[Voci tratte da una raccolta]
- - - - - - -

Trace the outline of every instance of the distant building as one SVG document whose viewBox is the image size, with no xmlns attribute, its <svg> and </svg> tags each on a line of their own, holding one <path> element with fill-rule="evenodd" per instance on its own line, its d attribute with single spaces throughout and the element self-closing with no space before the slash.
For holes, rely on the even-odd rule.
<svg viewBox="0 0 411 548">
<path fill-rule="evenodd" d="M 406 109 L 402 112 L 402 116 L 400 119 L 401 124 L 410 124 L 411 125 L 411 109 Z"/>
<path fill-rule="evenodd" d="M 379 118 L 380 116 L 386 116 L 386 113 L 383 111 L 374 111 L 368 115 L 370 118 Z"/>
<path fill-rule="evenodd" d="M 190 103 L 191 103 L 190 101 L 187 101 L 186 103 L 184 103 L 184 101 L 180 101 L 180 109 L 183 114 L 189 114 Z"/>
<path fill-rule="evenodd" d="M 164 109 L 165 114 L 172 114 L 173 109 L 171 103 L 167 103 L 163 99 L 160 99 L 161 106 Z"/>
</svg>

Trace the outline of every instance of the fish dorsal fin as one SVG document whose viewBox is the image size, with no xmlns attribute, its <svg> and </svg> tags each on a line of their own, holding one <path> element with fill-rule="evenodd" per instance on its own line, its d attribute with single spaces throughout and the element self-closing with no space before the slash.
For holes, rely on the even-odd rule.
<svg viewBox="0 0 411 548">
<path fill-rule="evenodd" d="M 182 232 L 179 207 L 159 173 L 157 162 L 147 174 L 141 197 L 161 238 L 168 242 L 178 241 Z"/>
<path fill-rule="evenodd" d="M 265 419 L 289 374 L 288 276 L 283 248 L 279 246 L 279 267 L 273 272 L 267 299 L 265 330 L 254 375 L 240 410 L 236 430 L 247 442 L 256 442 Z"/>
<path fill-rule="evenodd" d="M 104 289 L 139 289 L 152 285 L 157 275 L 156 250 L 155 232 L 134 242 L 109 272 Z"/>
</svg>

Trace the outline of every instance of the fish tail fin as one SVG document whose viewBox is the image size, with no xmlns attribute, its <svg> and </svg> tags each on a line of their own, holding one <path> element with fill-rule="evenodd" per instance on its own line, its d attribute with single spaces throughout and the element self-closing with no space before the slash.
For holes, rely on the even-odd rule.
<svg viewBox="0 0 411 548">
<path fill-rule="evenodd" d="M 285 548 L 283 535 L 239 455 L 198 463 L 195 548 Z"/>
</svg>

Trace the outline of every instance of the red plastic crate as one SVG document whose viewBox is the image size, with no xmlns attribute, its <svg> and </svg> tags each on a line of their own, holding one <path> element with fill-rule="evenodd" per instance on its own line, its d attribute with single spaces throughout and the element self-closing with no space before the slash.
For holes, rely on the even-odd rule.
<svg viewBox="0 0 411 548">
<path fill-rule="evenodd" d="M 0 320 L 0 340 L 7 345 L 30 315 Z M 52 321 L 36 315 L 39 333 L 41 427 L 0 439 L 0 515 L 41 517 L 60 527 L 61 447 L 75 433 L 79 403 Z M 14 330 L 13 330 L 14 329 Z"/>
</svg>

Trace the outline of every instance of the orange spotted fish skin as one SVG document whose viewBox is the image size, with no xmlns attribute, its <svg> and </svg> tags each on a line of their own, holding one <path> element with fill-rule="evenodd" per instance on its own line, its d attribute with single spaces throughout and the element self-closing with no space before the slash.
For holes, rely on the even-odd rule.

- - - - - - -

Trasforma tutte le righe del materiale qui sopra in un elenco numerato, per favore, tralasciando le righe vuote.

1. Trace the outline of every instance of the distant building as one SVG document whose viewBox is the image size, with no xmlns attribute, its <svg> and </svg> tags each on a line of their own, holding one <path> element with fill-rule="evenodd" per instance on its own line, its d attribute with single spaces throughout and the element self-closing with no space before the slash.
2. For holes, rely on the even-odd rule.
3. <svg viewBox="0 0 411 548">
4. <path fill-rule="evenodd" d="M 406 109 L 402 112 L 402 116 L 400 119 L 401 124 L 410 124 L 411 125 L 411 109 Z"/>
5. <path fill-rule="evenodd" d="M 379 118 L 380 116 L 386 116 L 386 113 L 383 111 L 374 111 L 368 115 L 370 118 Z"/>
6. <path fill-rule="evenodd" d="M 190 103 L 191 103 L 190 101 L 187 101 L 186 103 L 184 103 L 184 101 L 180 101 L 180 109 L 183 114 L 189 114 Z"/>
7. <path fill-rule="evenodd" d="M 164 109 L 165 114 L 172 114 L 173 109 L 171 103 L 167 103 L 163 99 L 160 99 L 161 106 Z"/>
8. </svg>
9. Trace the outline of every instance of the fish dorsal fin as one SVG document whose viewBox is the image size, with no xmlns attribute, its <svg> and </svg> tags each on a line of their own, holding one <path> element with fill-rule="evenodd" per instance on its own line, its d attribute with single spaces throughout and the element self-closing with no space before the slash.
10. For holes, rely on the even-odd rule.
11. <svg viewBox="0 0 411 548">
12. <path fill-rule="evenodd" d="M 182 232 L 179 207 L 159 173 L 157 162 L 147 174 L 141 197 L 161 238 L 168 242 L 178 241 Z"/>
13. <path fill-rule="evenodd" d="M 265 419 L 289 374 L 288 276 L 283 248 L 279 246 L 279 267 L 273 272 L 267 299 L 265 330 L 254 375 L 240 410 L 236 430 L 247 442 L 256 442 Z"/>
14. <path fill-rule="evenodd" d="M 104 289 L 139 289 L 152 285 L 157 275 L 156 250 L 155 232 L 134 242 L 109 272 Z"/>
15. </svg>
16. Trace the outline of every instance of the fish tail fin as one SVG document whose viewBox is the image size, with no xmlns attribute, its <svg> and </svg> tags each on a line of their own, holding one <path> element with fill-rule="evenodd" per instance on its own line, its d attribute with single spaces throughout and the element self-closing with no space before the slash.
17. For holes, rely on the even-odd rule.
18. <svg viewBox="0 0 411 548">
19. <path fill-rule="evenodd" d="M 285 548 L 283 535 L 239 455 L 198 463 L 195 548 Z"/>
20. </svg>
21. Trace the outline of every instance of the red plastic crate as one SVG document whose viewBox is the image size, with no xmlns attribute, its <svg> and </svg> tags each on a line of their own, holding one <path> element with fill-rule="evenodd" per instance on its own line, its d attribute with single spaces throughout and the element self-closing with no space before the slash.
22. For holes, rely on the even-odd rule.
23. <svg viewBox="0 0 411 548">
24. <path fill-rule="evenodd" d="M 0 320 L 0 340 L 7 345 L 30 315 Z M 52 321 L 36 315 L 39 333 L 41 427 L 0 439 L 0 515 L 41 517 L 60 527 L 61 447 L 75 433 L 79 403 Z M 14 330 L 13 330 L 14 329 Z"/>
25. </svg>
26. Trace the outline of every instance of the orange spotted fish skin as one SVG document whose viewBox is the image size, with no xmlns attribute, its <svg> and </svg> tags each on a line of their own, holding one <path> element with fill-rule="evenodd" per instance on its own line, its d attribute with single spaces throughout and the element self-closing with no space before the slash.
27. For holes, rely on the even-odd rule.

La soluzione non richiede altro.